**What to do:** Excluding any images, copy all of the lines below precisely as written.

**Material provided:**

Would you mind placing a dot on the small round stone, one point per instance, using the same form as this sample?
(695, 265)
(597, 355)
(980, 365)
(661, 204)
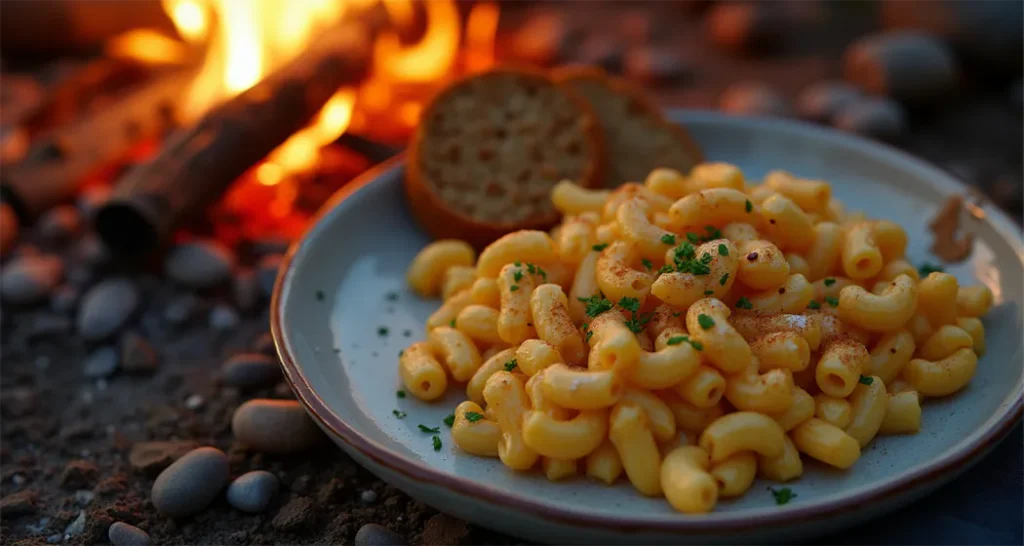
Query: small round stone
(905, 66)
(29, 279)
(755, 98)
(250, 370)
(190, 484)
(101, 363)
(105, 307)
(274, 426)
(122, 534)
(252, 492)
(822, 100)
(200, 264)
(374, 535)
(59, 223)
(879, 118)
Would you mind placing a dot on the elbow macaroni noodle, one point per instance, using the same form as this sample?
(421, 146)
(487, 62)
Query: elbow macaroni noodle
(690, 333)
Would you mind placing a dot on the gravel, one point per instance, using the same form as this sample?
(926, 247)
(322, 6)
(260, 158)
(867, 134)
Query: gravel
(122, 534)
(252, 492)
(200, 264)
(251, 370)
(190, 484)
(105, 307)
(29, 279)
(274, 426)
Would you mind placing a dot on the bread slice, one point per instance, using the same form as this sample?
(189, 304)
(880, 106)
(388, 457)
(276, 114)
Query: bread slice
(636, 133)
(489, 149)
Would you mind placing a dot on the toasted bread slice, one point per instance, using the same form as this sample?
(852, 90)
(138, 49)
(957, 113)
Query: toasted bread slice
(489, 149)
(636, 133)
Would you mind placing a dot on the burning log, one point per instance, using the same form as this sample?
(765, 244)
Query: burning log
(197, 164)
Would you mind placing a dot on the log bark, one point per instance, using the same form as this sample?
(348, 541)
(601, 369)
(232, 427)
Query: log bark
(197, 164)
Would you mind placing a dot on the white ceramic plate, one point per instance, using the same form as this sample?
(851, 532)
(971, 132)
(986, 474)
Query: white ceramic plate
(333, 297)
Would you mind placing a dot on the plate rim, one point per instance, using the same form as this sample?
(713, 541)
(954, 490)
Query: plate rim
(946, 467)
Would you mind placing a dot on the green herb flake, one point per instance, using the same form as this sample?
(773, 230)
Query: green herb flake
(596, 304)
(782, 496)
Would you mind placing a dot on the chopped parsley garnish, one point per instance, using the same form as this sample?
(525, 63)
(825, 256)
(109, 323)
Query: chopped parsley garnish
(596, 304)
(782, 496)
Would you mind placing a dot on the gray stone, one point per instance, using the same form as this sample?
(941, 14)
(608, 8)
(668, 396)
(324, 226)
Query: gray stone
(190, 484)
(122, 534)
(908, 67)
(105, 307)
(274, 426)
(820, 101)
(252, 492)
(250, 370)
(879, 118)
(374, 535)
(137, 354)
(30, 278)
(754, 98)
(101, 363)
(200, 264)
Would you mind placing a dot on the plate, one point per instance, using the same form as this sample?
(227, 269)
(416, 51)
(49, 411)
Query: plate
(341, 312)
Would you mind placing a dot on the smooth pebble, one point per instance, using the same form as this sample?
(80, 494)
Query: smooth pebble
(274, 426)
(101, 363)
(105, 307)
(820, 101)
(200, 263)
(374, 535)
(908, 67)
(252, 492)
(754, 98)
(190, 484)
(879, 118)
(250, 370)
(30, 278)
(122, 534)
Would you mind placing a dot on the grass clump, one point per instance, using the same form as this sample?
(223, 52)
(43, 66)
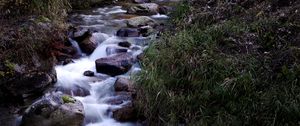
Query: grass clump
(238, 71)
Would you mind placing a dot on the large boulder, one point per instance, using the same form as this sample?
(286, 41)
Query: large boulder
(75, 90)
(125, 44)
(115, 65)
(123, 84)
(86, 40)
(88, 73)
(144, 9)
(88, 45)
(141, 1)
(22, 85)
(125, 114)
(128, 32)
(54, 110)
(141, 21)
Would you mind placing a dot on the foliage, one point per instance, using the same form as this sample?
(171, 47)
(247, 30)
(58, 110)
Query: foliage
(227, 72)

**The answer:**
Would you mind placing a dot on the small round stone, one point per instance, using the same form as this sample?
(695, 265)
(597, 355)
(980, 365)
(661, 204)
Query: small round stone
(905, 66)
(29, 279)
(755, 98)
(250, 370)
(190, 484)
(101, 363)
(105, 307)
(274, 426)
(122, 534)
(252, 492)
(822, 100)
(200, 264)
(374, 535)
(59, 223)
(879, 118)
Would you mind placing a dot on the elbow macaroni noodle, one point per instance, using the same form as this sample?
(421, 146)
(487, 62)
Query: elbow macaroni noodle
(690, 333)
Would you mind placing a dot on the gravel, one point per instance, using the same form as this sample?
(926, 247)
(322, 6)
(260, 158)
(867, 134)
Query: gravel
(122, 534)
(252, 492)
(200, 264)
(251, 370)
(190, 484)
(105, 307)
(29, 279)
(274, 426)
Would you mind placing a dot on the bread slice, one point per instance, using the same form as this sample?
(189, 304)
(880, 106)
(388, 457)
(276, 114)
Query: bread slice
(636, 133)
(489, 149)
Would you mind placing a dot on the toasted bread slice, one point per instance, using the same form as this sample?
(852, 90)
(138, 49)
(957, 113)
Query: toasted bread slice
(489, 149)
(636, 133)
Would you mind placing a dot on the burning log, one point per instance, using the same form as this sample?
(765, 244)
Query: burning log
(197, 164)
Would you mind placing a dot on the log bark, one point per instance, using the same form as this sample?
(348, 541)
(601, 369)
(232, 427)
Query: log bark
(197, 164)
Would you mind placing a dot on the white ceramic plate, one point per instance, using the same form as this sample?
(851, 532)
(971, 132)
(986, 474)
Query: white ceramic plate
(333, 297)
Would you mind placing a dot on the plate rim, one point per instance, using the same form as this sample?
(713, 541)
(954, 490)
Query: plate rim
(946, 467)
Would you mind placing a dot on the green herb flake, one point per instance, using the same form as this sample?
(773, 230)
Query: green herb flake
(596, 304)
(782, 496)
Would you mind placing a dot on the chopped parsley garnish, one point per instance, using the same form as this sample?
(525, 63)
(825, 256)
(109, 323)
Query: chopped parsley garnish
(596, 304)
(782, 496)
Would you mind placing a dot on the gray stone, one point per instance, using the same form as this sample?
(941, 14)
(608, 8)
(668, 396)
(324, 226)
Query: gray stone
(190, 484)
(122, 534)
(908, 67)
(105, 307)
(274, 426)
(820, 101)
(252, 492)
(250, 370)
(879, 118)
(374, 535)
(137, 354)
(30, 278)
(754, 98)
(101, 363)
(200, 264)
Would you mind placing a dot on the plate, one point per instance, using the same form as this sample?
(227, 269)
(416, 51)
(49, 411)
Query: plate
(341, 312)
Would you mind placing a dot on the smooth pebble, one point per instance, using the same form as this sample?
(80, 494)
Query: smooth pebble
(274, 426)
(101, 363)
(105, 307)
(820, 101)
(200, 263)
(374, 535)
(908, 67)
(252, 492)
(754, 98)
(190, 484)
(879, 118)
(250, 370)
(30, 278)
(122, 534)
Would you mind placing a dot on the grass clump, one point per instance, using the same form as this sample?
(223, 52)
(43, 66)
Query: grass clump
(238, 71)
Would you mind placing a dot on the large boulder, one point per instance, using the same form as this sample?
(286, 41)
Query: large boulder
(75, 90)
(125, 44)
(115, 65)
(123, 84)
(86, 40)
(88, 73)
(144, 9)
(88, 45)
(141, 1)
(22, 85)
(125, 114)
(128, 32)
(54, 110)
(141, 21)
Would you mind placing a dot on the foliage, one point per instance, using the same form as this sample?
(171, 47)
(247, 30)
(58, 110)
Query: foliage
(227, 72)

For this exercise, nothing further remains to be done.